## START INPUT FOR THIS TASK

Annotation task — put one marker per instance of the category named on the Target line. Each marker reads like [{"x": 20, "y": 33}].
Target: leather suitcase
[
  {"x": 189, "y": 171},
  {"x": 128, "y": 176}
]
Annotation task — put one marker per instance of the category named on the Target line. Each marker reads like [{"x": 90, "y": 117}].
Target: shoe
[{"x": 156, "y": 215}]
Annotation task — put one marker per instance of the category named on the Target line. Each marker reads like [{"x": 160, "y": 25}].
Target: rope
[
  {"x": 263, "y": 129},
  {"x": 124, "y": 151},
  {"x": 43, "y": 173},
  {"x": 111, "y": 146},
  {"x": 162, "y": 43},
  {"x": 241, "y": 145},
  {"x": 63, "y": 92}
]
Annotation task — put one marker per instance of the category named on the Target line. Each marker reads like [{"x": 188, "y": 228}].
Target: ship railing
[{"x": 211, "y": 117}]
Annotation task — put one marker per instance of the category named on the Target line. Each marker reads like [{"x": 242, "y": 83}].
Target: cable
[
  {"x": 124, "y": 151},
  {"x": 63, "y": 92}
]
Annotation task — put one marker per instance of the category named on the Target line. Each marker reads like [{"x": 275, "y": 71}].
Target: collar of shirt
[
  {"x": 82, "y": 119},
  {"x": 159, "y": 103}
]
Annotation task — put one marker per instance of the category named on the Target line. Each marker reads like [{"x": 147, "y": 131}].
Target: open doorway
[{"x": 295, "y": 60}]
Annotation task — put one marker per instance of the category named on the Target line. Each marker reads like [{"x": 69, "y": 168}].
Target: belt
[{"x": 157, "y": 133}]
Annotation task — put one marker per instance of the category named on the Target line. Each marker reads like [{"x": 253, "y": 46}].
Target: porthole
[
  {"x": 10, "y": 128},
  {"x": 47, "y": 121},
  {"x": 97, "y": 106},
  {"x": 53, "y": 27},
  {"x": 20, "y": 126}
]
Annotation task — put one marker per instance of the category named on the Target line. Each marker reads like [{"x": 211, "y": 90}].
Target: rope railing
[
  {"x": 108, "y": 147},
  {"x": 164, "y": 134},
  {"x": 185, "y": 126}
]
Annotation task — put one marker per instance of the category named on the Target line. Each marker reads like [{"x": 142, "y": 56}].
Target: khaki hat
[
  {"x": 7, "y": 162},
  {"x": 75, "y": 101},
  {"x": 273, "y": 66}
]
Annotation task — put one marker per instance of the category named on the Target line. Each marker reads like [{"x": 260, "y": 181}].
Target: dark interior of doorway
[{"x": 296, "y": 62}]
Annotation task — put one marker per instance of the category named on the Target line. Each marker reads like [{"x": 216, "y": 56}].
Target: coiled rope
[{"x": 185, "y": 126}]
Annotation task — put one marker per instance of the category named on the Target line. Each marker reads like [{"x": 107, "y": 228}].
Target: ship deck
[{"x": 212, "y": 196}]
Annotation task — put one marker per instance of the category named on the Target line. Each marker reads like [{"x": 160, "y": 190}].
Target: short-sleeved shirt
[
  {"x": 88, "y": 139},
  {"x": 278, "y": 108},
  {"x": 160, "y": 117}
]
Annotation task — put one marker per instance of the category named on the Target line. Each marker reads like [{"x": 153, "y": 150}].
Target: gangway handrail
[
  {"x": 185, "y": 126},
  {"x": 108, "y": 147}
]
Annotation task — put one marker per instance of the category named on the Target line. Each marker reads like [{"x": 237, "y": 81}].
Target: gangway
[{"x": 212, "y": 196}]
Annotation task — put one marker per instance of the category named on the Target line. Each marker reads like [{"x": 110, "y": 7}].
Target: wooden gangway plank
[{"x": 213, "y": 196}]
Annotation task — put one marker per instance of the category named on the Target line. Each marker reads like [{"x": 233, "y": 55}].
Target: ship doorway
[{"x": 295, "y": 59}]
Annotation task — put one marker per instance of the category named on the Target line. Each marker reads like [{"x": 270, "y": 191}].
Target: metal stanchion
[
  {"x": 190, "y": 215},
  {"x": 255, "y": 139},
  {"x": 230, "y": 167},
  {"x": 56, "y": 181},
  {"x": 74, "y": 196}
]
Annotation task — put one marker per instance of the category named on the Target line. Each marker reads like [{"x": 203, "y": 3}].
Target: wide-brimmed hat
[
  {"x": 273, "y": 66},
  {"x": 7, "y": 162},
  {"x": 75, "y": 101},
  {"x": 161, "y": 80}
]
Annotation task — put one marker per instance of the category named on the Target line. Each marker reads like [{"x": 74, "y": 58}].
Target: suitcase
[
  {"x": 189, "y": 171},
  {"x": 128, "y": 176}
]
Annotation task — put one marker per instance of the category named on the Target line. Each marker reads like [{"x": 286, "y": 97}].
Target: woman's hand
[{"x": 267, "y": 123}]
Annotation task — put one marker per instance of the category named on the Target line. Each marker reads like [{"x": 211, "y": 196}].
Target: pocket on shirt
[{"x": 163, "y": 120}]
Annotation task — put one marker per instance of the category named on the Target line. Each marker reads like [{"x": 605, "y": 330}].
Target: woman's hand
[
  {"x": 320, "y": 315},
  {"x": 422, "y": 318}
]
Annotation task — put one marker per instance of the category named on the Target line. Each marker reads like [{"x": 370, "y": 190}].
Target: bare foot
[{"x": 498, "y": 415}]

## END INPUT FOR THIS TASK

== EXERCISE DESCRIPTION ==
Pick out each line in the records above that contains the word "doorway", and copy those lines in order.

== FINAL ANSWER ==
Target: open doorway
Target: dark interior of doorway
Target: ship doorway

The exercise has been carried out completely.